▸ **INFORMATION PROVIDED**:
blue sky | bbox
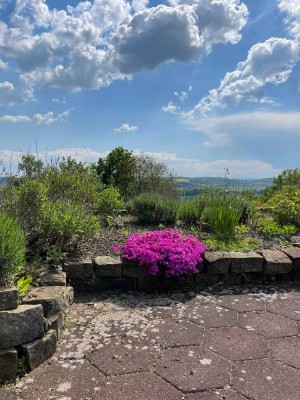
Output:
[0,0,300,178]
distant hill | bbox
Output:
[176,177,273,196]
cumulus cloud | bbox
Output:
[0,110,71,125]
[114,124,138,132]
[0,0,248,97]
[191,38,300,115]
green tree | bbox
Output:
[96,146,136,199]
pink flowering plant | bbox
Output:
[112,229,207,278]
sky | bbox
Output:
[0,0,300,179]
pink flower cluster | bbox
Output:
[112,229,207,277]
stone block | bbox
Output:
[23,286,74,318]
[63,259,94,281]
[0,348,18,382]
[39,271,67,286]
[0,287,19,311]
[282,247,300,272]
[21,330,57,370]
[203,251,231,275]
[229,251,264,274]
[262,250,292,275]
[123,261,149,278]
[94,256,122,278]
[195,273,219,287]
[0,304,44,349]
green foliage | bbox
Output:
[256,219,296,239]
[17,276,32,297]
[203,195,244,237]
[266,186,300,228]
[178,198,204,226]
[98,187,124,224]
[0,212,26,285]
[96,147,135,199]
[131,194,178,225]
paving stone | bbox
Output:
[145,318,203,347]
[232,359,300,400]
[185,304,237,328]
[229,251,264,274]
[0,388,18,400]
[63,259,94,281]
[95,373,183,400]
[0,348,18,382]
[270,336,300,369]
[0,304,44,349]
[21,330,57,370]
[17,360,104,400]
[267,298,300,321]
[282,247,300,272]
[239,312,299,338]
[156,346,231,393]
[187,389,246,400]
[23,286,74,318]
[87,338,159,375]
[94,256,122,278]
[0,287,19,311]
[203,327,268,361]
[203,251,231,274]
[217,294,266,312]
[262,250,292,274]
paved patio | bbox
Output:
[0,287,300,400]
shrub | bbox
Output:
[256,219,296,239]
[178,199,204,226]
[203,195,244,237]
[132,194,178,225]
[0,212,25,286]
[97,187,124,224]
[113,229,206,277]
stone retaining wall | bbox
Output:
[64,247,300,292]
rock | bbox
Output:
[0,304,44,349]
[0,288,19,311]
[21,330,57,370]
[94,256,122,278]
[262,250,292,274]
[229,251,264,274]
[39,271,67,286]
[63,259,94,281]
[0,349,18,382]
[23,286,74,318]
[203,251,231,275]
[282,247,300,272]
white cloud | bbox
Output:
[114,124,138,132]
[0,115,31,123]
[191,38,300,115]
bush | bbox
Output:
[178,199,204,226]
[203,195,244,237]
[132,194,178,225]
[97,187,124,224]
[0,212,25,286]
[113,229,206,277]
[256,219,296,239]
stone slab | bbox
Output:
[0,287,19,311]
[24,286,74,318]
[229,251,264,274]
[21,330,57,370]
[0,348,18,382]
[63,259,94,281]
[94,256,122,278]
[262,250,292,274]
[203,251,231,274]
[282,247,300,272]
[0,304,44,349]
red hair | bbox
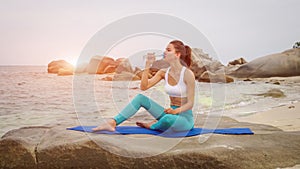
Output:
[170,40,192,67]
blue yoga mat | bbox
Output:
[67,126,254,138]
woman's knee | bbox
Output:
[161,114,176,126]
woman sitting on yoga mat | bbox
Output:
[92,40,195,131]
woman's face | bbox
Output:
[164,43,179,62]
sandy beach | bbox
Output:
[235,102,300,131]
[235,76,300,131]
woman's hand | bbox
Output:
[164,108,179,114]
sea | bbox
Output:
[0,66,300,136]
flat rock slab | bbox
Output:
[0,118,300,169]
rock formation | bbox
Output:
[191,48,234,83]
[48,60,74,75]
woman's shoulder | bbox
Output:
[184,68,195,81]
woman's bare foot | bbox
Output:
[92,119,117,132]
[136,120,156,129]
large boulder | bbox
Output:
[48,60,74,75]
[192,48,224,73]
[0,117,300,169]
[87,56,117,74]
[229,48,300,78]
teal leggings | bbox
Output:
[114,94,194,131]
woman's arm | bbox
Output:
[140,55,164,90]
[165,69,195,114]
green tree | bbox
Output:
[293,42,300,48]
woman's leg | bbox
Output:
[150,110,194,131]
[114,94,165,125]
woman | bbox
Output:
[92,40,195,131]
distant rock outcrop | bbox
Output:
[48,60,74,76]
[229,48,300,78]
[227,58,247,66]
[87,56,117,74]
[190,48,234,83]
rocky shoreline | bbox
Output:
[0,117,300,169]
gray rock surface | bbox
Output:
[0,117,300,169]
[229,48,300,78]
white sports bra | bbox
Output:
[165,66,187,97]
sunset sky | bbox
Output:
[0,0,300,65]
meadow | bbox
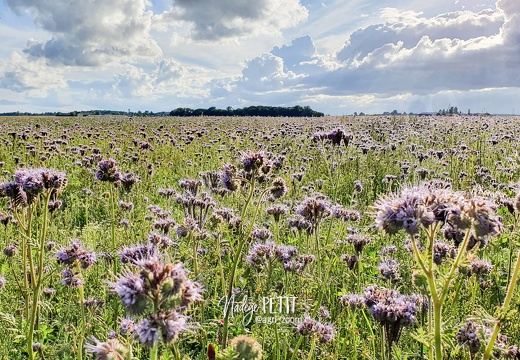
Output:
[0,116,520,360]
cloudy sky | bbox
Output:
[0,0,520,115]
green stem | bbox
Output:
[221,181,269,348]
[482,251,520,360]
[26,191,51,360]
[240,176,255,219]
[291,335,304,360]
[221,239,246,348]
[76,261,87,360]
[109,184,119,328]
[307,335,316,360]
[433,298,442,360]
[173,342,181,360]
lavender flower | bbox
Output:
[96,158,121,183]
[378,259,400,281]
[296,194,331,227]
[85,337,128,360]
[345,233,372,254]
[375,187,435,235]
[340,254,359,270]
[266,204,288,222]
[109,270,149,314]
[270,177,289,200]
[456,321,481,354]
[246,241,277,268]
[339,294,366,310]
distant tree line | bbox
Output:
[0,105,325,117]
[170,105,325,117]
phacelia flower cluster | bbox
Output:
[0,168,68,207]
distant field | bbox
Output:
[0,116,520,359]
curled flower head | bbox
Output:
[265,204,288,222]
[345,233,372,254]
[374,187,435,235]
[339,294,366,310]
[108,270,148,314]
[85,337,128,360]
[246,241,276,268]
[240,150,272,173]
[135,310,188,347]
[296,194,331,226]
[96,158,121,183]
[456,321,481,354]
[56,239,97,269]
[220,164,240,191]
[270,177,289,200]
[229,335,263,360]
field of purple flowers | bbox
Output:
[0,116,520,360]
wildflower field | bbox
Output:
[0,116,520,360]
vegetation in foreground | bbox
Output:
[0,116,520,359]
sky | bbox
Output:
[0,0,520,115]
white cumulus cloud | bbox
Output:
[155,0,308,41]
[0,52,67,97]
[5,0,161,66]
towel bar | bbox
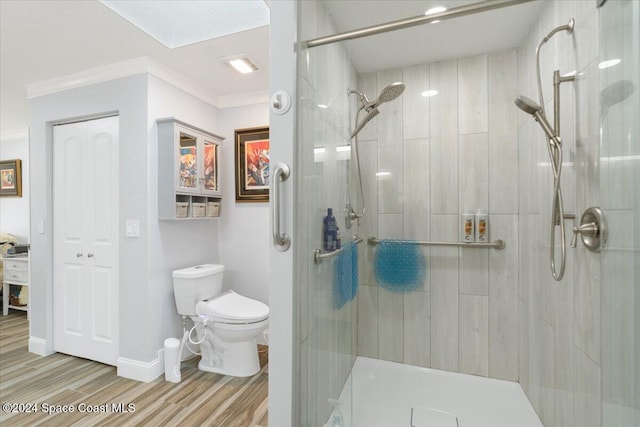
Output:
[313,236,363,265]
[367,237,507,251]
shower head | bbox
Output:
[515,95,542,115]
[351,107,380,139]
[361,82,405,111]
[515,95,561,146]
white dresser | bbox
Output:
[2,255,29,316]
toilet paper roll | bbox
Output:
[164,338,181,383]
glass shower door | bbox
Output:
[294,1,357,427]
[600,0,640,427]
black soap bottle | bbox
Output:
[322,208,337,252]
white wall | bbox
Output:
[31,70,269,382]
[218,104,271,303]
[0,129,29,243]
[147,75,221,350]
[30,75,151,361]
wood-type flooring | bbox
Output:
[0,312,268,427]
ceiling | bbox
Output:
[327,0,544,72]
[0,0,269,133]
[0,0,542,135]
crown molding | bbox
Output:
[27,56,269,108]
[218,90,269,109]
[0,128,29,142]
[27,56,218,106]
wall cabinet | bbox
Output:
[157,117,224,219]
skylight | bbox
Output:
[100,0,269,49]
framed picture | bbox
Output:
[0,159,22,197]
[235,127,270,202]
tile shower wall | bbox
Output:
[294,1,357,426]
[353,51,518,380]
[517,1,601,427]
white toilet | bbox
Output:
[173,264,269,377]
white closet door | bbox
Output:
[53,117,119,365]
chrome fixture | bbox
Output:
[515,18,576,281]
[313,236,364,265]
[302,0,533,48]
[571,207,608,252]
[270,163,291,252]
[344,82,405,229]
[351,108,380,139]
[367,237,507,251]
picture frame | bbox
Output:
[235,127,271,203]
[0,159,22,197]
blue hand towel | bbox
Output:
[374,240,427,292]
[334,242,358,309]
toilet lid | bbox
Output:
[196,291,269,323]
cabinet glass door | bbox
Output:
[178,131,198,192]
[202,139,220,193]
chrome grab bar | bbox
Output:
[271,163,291,252]
[313,236,364,265]
[368,237,507,250]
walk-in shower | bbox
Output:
[345,82,405,228]
[515,19,575,281]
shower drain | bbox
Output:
[411,408,461,427]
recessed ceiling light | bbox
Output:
[100,0,269,49]
[598,59,622,70]
[218,53,258,74]
[229,58,258,74]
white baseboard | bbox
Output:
[29,337,55,356]
[116,350,164,383]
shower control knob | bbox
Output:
[571,207,607,252]
[571,222,598,248]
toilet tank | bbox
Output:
[173,264,224,316]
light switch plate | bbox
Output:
[125,219,140,237]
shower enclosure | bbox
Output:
[269,0,640,427]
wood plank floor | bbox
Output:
[0,313,268,427]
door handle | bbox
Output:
[271,163,291,252]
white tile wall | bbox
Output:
[458,55,488,134]
[358,51,519,380]
[516,1,602,427]
[459,295,489,377]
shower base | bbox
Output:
[340,357,543,427]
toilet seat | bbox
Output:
[196,291,269,324]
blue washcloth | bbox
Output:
[334,242,358,308]
[374,240,427,292]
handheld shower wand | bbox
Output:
[515,18,575,281]
[345,82,405,229]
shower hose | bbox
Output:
[536,45,567,281]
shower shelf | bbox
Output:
[313,236,364,265]
[367,237,507,250]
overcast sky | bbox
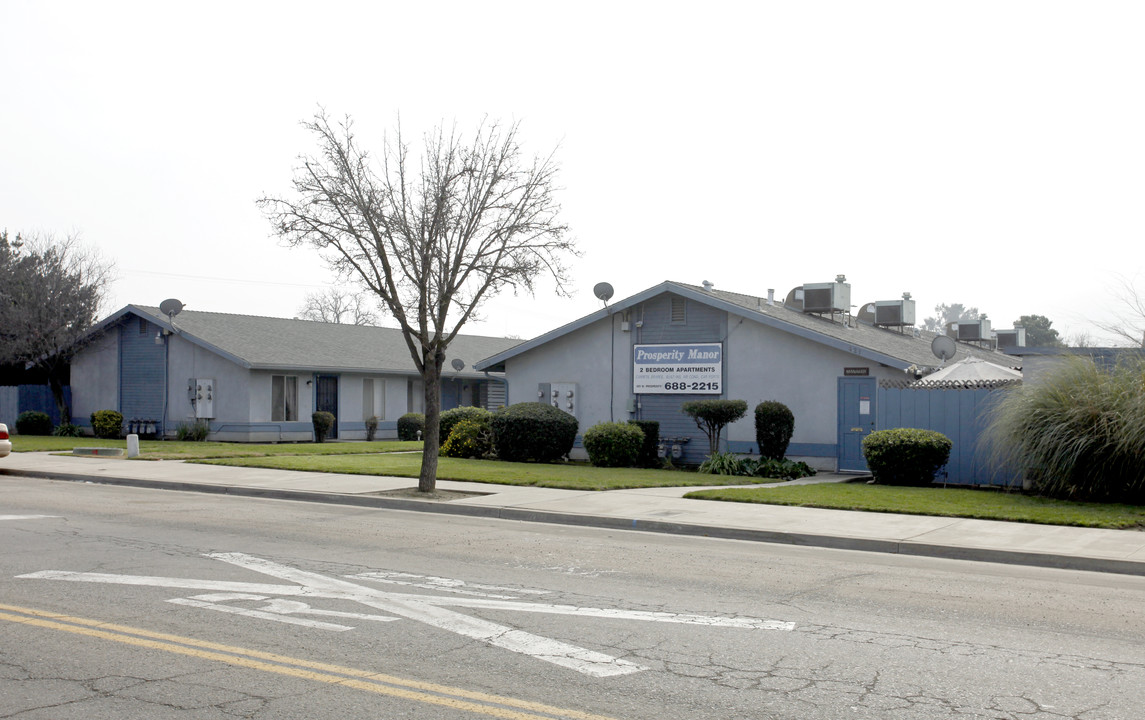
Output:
[0,0,1145,339]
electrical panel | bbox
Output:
[187,378,215,419]
[542,382,581,416]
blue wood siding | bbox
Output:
[876,387,1016,485]
[629,293,727,465]
[118,316,166,422]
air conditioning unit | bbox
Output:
[875,300,915,326]
[994,327,1026,350]
[950,318,990,342]
[803,283,851,312]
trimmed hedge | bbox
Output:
[583,422,645,467]
[862,428,953,485]
[756,399,795,460]
[310,410,335,443]
[16,410,52,435]
[439,413,493,460]
[92,410,124,440]
[629,420,661,467]
[397,412,426,440]
[437,405,493,443]
[490,403,578,462]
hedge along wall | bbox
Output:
[875,380,1021,485]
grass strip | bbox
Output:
[196,453,777,490]
[685,483,1145,529]
[13,435,421,460]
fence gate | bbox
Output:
[877,380,1021,485]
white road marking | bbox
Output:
[17,553,795,678]
[0,515,60,521]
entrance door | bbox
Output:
[838,378,878,473]
[314,375,339,440]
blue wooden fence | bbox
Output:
[875,381,1017,486]
[0,385,71,432]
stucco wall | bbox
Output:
[71,329,119,418]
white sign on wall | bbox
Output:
[632,342,724,395]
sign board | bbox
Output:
[632,342,724,395]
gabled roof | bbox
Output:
[93,304,520,378]
[475,280,1013,371]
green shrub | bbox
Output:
[490,403,577,462]
[175,418,211,443]
[680,399,748,454]
[743,458,816,480]
[16,410,52,435]
[582,422,645,467]
[397,412,426,440]
[862,428,951,485]
[629,420,661,467]
[437,406,493,442]
[696,452,747,475]
[440,419,493,460]
[756,399,795,460]
[92,410,124,438]
[310,410,337,443]
[982,357,1145,504]
[52,422,84,437]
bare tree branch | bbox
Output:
[259,110,576,491]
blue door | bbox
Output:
[838,378,878,473]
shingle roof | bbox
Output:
[676,283,1014,367]
[477,280,1016,370]
[109,306,521,377]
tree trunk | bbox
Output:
[48,372,71,425]
[418,353,445,492]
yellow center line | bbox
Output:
[0,603,614,720]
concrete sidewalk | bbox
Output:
[0,453,1145,575]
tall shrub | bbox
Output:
[92,410,124,438]
[310,410,335,443]
[439,405,492,442]
[680,399,748,454]
[862,427,953,485]
[490,403,578,462]
[629,420,660,467]
[16,410,52,435]
[756,399,795,460]
[584,422,643,467]
[397,412,426,440]
[982,357,1145,503]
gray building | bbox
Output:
[476,277,1014,470]
[71,306,520,442]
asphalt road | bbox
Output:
[0,477,1145,720]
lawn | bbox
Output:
[194,453,777,490]
[11,435,421,460]
[685,483,1145,529]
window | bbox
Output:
[270,375,298,422]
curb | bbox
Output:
[8,468,1145,576]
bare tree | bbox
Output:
[298,287,378,325]
[1093,277,1145,348]
[0,231,113,422]
[259,111,576,492]
[923,302,978,332]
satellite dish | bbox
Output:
[159,298,183,317]
[592,283,613,304]
[931,335,958,363]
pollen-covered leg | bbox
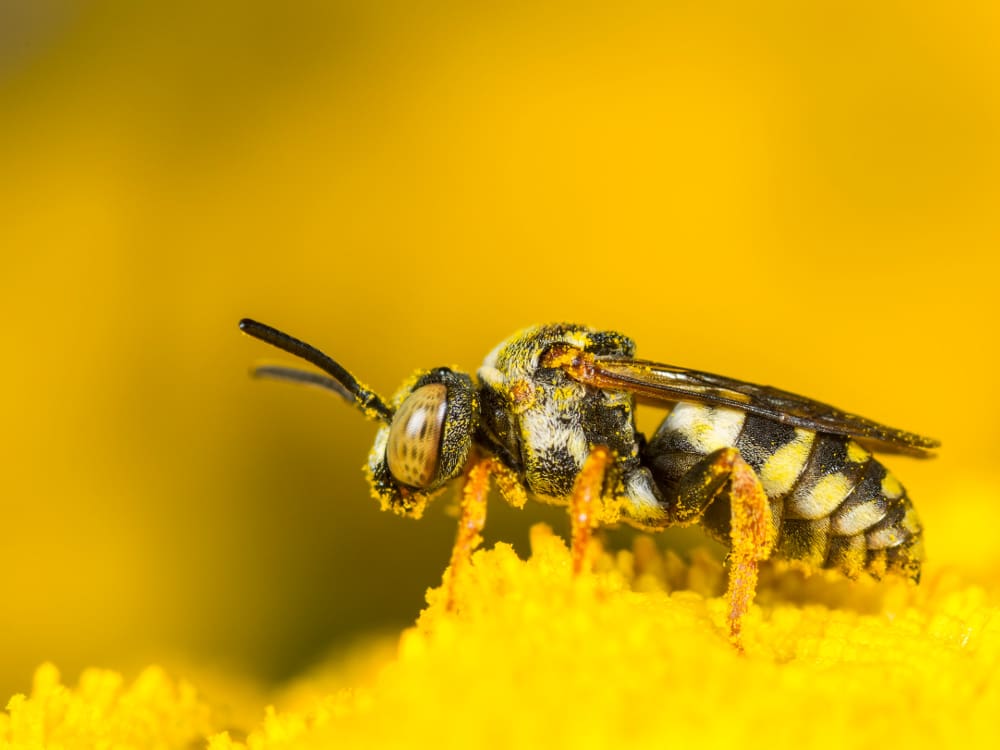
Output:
[569,445,611,574]
[445,458,494,609]
[671,448,776,646]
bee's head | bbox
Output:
[240,319,479,517]
[367,367,479,517]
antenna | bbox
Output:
[240,318,393,423]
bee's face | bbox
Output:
[368,367,479,516]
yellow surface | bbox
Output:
[0,526,1000,750]
[0,0,1000,720]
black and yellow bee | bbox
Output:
[240,319,938,642]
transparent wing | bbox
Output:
[549,349,940,455]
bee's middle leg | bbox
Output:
[445,458,496,610]
[670,448,776,646]
[569,445,611,574]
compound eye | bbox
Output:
[386,383,448,489]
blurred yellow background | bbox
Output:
[0,0,1000,695]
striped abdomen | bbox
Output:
[646,403,923,579]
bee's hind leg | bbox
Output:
[569,445,611,575]
[670,448,776,647]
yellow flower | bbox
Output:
[0,526,1000,750]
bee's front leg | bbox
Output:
[445,458,497,610]
[569,445,611,574]
[670,448,776,647]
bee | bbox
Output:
[240,319,939,646]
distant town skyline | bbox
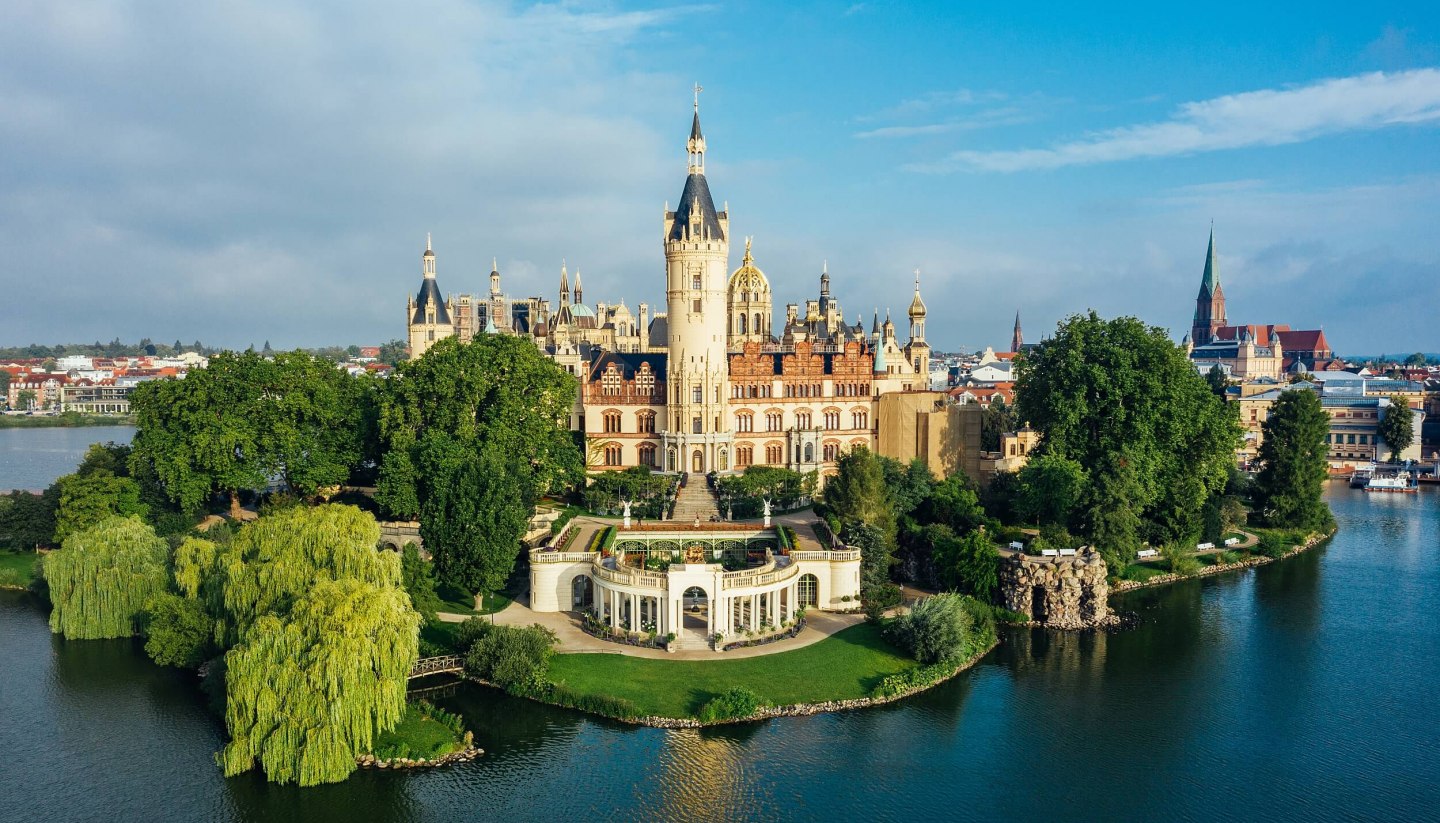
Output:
[0,0,1440,348]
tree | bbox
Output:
[144,593,215,669]
[1380,394,1416,463]
[400,542,441,623]
[886,593,976,665]
[43,517,167,640]
[1017,312,1240,548]
[1017,452,1087,527]
[55,469,150,542]
[220,575,419,786]
[420,442,534,593]
[1254,388,1333,529]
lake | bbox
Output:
[0,432,1440,823]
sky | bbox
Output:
[0,0,1440,354]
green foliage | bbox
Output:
[716,465,814,518]
[870,662,955,698]
[1380,396,1416,463]
[1017,312,1240,560]
[45,517,167,640]
[131,351,369,511]
[216,504,403,639]
[700,686,765,722]
[420,439,534,591]
[400,542,441,623]
[1017,452,1087,525]
[886,593,982,663]
[465,624,556,695]
[144,594,215,669]
[1254,390,1333,531]
[55,469,150,542]
[220,575,419,786]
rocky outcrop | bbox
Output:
[999,548,1116,629]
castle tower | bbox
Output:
[664,85,730,472]
[405,235,455,357]
[1189,226,1225,345]
[904,269,930,376]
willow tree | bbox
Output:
[210,505,403,640]
[43,517,167,640]
[220,575,419,786]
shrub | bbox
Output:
[700,686,765,722]
[886,593,976,663]
[455,617,492,655]
[145,594,215,669]
[465,624,556,695]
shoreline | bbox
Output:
[1110,527,1339,597]
[459,633,999,728]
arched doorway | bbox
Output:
[680,586,710,637]
[795,574,819,609]
[570,574,595,611]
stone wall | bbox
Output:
[999,548,1116,629]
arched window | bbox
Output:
[795,574,819,609]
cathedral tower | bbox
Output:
[1189,226,1225,345]
[664,85,730,472]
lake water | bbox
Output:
[0,426,135,492]
[0,428,1440,823]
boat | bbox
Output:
[1365,469,1420,492]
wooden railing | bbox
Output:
[409,655,465,681]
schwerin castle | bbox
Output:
[405,99,979,476]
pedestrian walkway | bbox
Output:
[671,475,720,522]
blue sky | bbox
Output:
[0,0,1440,353]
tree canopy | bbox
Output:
[1015,312,1240,560]
[1254,388,1333,529]
[43,517,168,640]
[1380,396,1416,463]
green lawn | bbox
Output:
[374,704,462,760]
[550,623,919,718]
[0,551,40,586]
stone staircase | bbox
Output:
[671,475,720,522]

▸ **INSTRUCTIONS TO FOLLOW**: Extract verbatim every line of the items, starting with the line containing "rocky outcrop | bbox" and continuing through the last line of the items, both ends included.

▸ **REPLY**:
rocky outcrop | bbox
Output:
[999,548,1116,629]
castle tower | bbox
Output:
[664,85,730,472]
[405,235,455,357]
[1189,226,1225,345]
[904,269,930,376]
willow tree | bbox
Output:
[210,505,403,640]
[43,517,167,640]
[220,575,419,786]
shrub | bbox
Output:
[700,686,765,722]
[886,593,976,663]
[455,617,492,655]
[145,594,215,669]
[465,624,556,695]
shoreline | bbox
Output:
[1110,527,1339,597]
[459,633,999,728]
arched doorway | bbox
Output:
[680,586,710,637]
[795,574,819,609]
[570,574,595,611]
stone wall | bbox
Output:
[999,548,1116,629]
arched window | bbox
Output:
[795,574,819,609]
cathedral tower | bbox
Output:
[1189,226,1225,345]
[664,85,730,472]
lake water | bbox
Output:
[0,426,135,492]
[0,428,1440,823]
boat | bbox
Output:
[1365,469,1420,492]
wooden railing | bbox
Output:
[409,655,465,681]
schwerin castle | bbox
Output:
[405,99,979,476]
pedestrian walkway | bbox
Output:
[671,475,720,522]
blue sky | bbox
Output:
[0,0,1440,353]
tree canopy | bbox
Output:
[1015,312,1240,560]
[1254,388,1333,529]
[43,517,168,640]
[1380,396,1416,463]
green lawn | bbox
Output:
[374,704,462,760]
[550,623,919,718]
[0,551,40,586]
stone staircase | bbox
Output:
[671,475,720,522]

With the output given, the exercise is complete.